**Problem**:
Can you lay out the lines in the entries below, from the line containing "target: fox eye" through the line containing "M 58 118 L 61", as a numbered list with blank lines omitted?
==== Information shown
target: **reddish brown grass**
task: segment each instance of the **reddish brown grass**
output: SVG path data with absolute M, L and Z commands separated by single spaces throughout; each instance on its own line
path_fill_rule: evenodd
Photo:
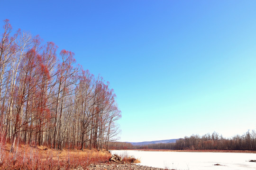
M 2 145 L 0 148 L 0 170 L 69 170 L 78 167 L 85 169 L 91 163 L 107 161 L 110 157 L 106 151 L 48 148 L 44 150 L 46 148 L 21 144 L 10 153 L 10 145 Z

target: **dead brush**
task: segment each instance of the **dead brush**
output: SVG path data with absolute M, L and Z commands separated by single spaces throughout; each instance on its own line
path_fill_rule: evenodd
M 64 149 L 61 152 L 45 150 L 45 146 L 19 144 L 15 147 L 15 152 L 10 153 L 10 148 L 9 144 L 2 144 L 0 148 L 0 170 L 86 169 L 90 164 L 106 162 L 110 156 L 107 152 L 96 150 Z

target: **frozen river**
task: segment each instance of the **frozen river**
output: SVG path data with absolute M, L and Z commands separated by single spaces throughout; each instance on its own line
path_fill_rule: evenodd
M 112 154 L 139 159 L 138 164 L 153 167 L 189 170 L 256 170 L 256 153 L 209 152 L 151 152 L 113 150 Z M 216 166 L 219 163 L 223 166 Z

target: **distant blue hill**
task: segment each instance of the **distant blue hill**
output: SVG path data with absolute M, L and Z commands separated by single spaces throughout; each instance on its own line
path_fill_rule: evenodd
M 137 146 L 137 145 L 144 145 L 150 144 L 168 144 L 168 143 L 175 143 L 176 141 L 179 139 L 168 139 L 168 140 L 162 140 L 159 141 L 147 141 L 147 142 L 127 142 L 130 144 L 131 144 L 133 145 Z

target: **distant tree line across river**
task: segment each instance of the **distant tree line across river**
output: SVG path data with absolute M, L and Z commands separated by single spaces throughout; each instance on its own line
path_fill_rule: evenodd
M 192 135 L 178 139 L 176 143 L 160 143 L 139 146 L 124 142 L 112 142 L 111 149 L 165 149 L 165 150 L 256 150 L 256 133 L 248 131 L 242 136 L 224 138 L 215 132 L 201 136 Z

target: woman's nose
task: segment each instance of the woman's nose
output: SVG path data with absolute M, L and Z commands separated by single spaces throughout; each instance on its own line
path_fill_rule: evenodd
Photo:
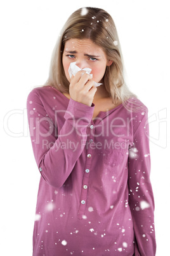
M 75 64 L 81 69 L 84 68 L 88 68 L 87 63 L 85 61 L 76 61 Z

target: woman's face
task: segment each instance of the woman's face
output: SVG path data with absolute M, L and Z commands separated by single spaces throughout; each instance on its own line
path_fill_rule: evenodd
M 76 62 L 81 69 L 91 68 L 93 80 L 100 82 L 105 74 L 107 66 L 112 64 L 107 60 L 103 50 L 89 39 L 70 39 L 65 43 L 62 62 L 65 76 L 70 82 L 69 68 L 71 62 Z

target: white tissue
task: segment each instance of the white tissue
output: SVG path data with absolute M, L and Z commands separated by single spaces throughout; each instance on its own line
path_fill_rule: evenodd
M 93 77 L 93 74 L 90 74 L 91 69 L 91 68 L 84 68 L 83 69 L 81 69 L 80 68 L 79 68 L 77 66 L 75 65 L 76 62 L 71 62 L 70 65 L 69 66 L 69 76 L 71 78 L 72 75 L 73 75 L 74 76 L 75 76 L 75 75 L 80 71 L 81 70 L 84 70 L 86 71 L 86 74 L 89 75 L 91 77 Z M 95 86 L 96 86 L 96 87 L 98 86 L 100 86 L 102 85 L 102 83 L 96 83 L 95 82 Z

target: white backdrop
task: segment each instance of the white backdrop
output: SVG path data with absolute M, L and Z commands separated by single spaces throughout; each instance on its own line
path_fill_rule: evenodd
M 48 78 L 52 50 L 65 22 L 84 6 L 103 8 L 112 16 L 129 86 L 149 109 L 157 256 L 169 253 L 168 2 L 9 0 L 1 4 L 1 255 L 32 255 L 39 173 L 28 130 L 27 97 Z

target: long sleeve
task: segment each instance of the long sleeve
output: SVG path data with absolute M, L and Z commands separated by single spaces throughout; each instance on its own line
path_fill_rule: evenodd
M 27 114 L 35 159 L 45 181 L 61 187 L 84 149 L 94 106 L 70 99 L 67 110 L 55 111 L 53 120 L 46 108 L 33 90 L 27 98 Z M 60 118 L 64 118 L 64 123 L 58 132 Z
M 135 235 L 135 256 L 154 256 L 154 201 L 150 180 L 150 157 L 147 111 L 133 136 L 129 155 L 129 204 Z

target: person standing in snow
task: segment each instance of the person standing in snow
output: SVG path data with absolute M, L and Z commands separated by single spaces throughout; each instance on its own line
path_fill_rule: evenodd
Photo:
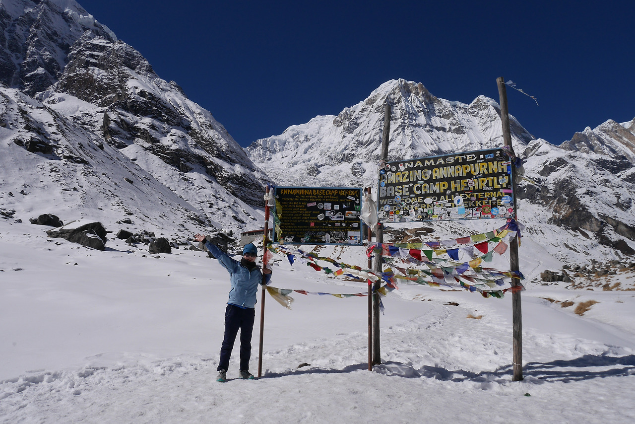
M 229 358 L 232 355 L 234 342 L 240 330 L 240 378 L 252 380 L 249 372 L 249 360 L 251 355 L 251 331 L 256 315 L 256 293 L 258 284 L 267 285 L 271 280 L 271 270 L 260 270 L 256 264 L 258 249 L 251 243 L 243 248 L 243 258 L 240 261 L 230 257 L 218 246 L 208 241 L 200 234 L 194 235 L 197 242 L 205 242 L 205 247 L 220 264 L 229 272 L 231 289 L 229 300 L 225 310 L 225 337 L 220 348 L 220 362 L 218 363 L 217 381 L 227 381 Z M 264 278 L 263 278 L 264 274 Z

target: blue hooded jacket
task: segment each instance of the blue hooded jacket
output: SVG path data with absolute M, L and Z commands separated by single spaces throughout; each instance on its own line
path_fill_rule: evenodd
========
==== Information shown
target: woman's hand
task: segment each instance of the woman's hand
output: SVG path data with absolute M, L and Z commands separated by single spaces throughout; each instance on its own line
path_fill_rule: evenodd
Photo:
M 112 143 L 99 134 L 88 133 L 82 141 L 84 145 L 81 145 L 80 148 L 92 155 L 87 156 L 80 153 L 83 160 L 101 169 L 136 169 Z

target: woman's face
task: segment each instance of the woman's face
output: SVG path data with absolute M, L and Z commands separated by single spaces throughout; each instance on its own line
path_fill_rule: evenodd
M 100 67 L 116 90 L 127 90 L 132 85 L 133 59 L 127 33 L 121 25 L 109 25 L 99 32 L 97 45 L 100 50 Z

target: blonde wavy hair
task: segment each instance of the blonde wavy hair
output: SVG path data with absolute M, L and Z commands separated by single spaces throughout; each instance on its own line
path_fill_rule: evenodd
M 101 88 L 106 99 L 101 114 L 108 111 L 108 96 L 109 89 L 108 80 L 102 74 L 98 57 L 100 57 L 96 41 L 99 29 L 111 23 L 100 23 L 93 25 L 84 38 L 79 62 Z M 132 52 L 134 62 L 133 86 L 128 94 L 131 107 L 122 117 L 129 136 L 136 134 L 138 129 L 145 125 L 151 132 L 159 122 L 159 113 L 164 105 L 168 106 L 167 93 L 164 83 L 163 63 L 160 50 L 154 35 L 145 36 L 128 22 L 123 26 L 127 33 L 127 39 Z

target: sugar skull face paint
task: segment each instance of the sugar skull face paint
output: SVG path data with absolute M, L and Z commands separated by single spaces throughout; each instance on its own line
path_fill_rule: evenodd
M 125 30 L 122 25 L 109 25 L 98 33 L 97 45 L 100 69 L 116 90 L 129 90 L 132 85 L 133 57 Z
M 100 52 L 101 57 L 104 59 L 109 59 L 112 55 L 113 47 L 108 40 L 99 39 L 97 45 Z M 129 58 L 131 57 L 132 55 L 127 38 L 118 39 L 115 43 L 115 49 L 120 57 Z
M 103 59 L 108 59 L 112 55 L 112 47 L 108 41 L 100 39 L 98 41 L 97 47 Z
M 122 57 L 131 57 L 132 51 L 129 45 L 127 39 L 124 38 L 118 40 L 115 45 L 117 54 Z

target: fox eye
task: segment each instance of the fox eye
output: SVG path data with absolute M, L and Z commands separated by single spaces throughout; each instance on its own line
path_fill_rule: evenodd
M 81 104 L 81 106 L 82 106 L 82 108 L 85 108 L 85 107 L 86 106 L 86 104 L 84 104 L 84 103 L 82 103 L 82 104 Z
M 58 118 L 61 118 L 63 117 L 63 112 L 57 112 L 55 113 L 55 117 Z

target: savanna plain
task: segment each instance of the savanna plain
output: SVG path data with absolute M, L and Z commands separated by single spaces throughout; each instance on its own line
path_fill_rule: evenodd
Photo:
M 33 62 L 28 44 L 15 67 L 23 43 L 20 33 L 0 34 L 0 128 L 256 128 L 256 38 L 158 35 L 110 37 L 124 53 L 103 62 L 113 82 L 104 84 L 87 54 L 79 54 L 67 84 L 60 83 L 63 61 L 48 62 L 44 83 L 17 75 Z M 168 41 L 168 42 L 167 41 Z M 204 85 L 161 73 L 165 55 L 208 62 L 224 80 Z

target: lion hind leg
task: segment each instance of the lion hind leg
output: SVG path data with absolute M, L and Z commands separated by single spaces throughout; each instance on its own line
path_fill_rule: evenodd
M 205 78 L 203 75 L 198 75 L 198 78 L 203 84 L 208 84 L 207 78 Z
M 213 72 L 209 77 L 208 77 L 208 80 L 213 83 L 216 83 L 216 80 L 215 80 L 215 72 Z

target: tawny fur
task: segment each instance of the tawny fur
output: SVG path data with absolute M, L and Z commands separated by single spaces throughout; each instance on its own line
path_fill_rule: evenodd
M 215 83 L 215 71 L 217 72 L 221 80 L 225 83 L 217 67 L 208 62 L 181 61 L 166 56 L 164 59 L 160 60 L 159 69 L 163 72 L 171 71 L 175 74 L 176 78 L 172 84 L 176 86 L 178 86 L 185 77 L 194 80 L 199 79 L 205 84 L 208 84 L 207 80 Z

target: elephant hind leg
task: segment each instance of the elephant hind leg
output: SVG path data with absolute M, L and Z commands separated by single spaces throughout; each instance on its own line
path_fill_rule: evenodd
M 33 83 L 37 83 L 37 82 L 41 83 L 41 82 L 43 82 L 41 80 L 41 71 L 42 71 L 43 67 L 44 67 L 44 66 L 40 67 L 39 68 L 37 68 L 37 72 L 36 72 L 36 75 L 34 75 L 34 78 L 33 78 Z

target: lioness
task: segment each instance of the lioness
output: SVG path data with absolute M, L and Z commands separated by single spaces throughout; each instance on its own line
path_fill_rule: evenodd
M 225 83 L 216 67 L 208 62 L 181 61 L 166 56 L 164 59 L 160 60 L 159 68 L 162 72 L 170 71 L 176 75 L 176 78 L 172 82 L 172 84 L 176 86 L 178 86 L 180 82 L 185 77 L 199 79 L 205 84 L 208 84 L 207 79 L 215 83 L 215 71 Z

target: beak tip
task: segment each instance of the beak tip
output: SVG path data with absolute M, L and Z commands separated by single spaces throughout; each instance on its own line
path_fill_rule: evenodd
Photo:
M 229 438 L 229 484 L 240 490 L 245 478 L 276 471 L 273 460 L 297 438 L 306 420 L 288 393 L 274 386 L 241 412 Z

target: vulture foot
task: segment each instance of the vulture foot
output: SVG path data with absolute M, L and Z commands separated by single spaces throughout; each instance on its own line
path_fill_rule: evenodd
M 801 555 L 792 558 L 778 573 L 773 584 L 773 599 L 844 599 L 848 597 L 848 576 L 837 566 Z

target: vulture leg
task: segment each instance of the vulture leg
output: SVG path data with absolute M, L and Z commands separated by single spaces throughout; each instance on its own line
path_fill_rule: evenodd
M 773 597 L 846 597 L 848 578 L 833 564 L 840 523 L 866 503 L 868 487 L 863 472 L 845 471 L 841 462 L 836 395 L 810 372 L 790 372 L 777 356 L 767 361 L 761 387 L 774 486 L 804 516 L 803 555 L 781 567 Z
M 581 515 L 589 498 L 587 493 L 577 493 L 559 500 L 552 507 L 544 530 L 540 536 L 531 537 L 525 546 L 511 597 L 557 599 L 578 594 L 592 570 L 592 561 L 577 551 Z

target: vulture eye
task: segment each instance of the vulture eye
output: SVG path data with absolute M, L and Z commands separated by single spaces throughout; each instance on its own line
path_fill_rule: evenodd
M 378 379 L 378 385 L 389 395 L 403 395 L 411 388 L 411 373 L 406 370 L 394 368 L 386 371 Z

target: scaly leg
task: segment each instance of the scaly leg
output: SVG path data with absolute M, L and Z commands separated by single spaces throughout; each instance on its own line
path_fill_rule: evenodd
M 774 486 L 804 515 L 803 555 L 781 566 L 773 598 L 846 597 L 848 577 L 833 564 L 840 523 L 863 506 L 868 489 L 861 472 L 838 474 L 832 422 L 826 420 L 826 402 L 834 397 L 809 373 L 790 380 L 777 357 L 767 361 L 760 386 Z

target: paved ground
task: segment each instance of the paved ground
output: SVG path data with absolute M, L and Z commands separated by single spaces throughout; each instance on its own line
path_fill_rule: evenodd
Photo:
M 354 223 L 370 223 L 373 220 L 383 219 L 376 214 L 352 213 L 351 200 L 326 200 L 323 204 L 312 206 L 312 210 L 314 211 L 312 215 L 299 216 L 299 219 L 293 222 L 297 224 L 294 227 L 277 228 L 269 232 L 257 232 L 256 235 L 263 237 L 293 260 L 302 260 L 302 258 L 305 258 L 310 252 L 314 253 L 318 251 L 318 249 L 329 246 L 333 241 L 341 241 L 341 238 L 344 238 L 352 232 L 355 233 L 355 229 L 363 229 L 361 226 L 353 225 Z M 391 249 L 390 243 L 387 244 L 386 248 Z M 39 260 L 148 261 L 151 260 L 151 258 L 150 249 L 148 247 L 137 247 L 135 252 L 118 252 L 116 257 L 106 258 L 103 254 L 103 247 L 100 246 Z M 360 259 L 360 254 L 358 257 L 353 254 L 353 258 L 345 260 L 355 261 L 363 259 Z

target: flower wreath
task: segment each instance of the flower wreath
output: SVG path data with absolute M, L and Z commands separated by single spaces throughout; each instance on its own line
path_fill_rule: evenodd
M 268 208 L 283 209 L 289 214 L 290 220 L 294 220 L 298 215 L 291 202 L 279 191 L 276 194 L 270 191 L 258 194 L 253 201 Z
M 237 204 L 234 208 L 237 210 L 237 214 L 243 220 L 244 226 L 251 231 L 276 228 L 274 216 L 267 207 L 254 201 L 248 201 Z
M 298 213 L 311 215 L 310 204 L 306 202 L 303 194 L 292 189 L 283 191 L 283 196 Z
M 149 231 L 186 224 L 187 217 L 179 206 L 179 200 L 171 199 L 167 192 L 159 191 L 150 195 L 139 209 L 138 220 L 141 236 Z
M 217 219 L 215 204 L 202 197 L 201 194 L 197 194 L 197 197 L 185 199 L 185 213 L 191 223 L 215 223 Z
========
**Task answer**:
1. target: fox eye
2. task: segment each instance of the fox eye
3. output: SVG path data with absolute M, L and Z commands separated by single spaces throughout; each instance on its own line
4. path_fill_rule: evenodd
5. M 81 104 L 81 106 L 82 106 L 82 108 L 85 108 L 85 107 L 86 106 L 86 104 L 84 104 L 84 103 L 82 103 L 82 104 Z
6. M 58 118 L 61 118 L 63 117 L 63 112 L 57 112 L 55 113 L 55 117 Z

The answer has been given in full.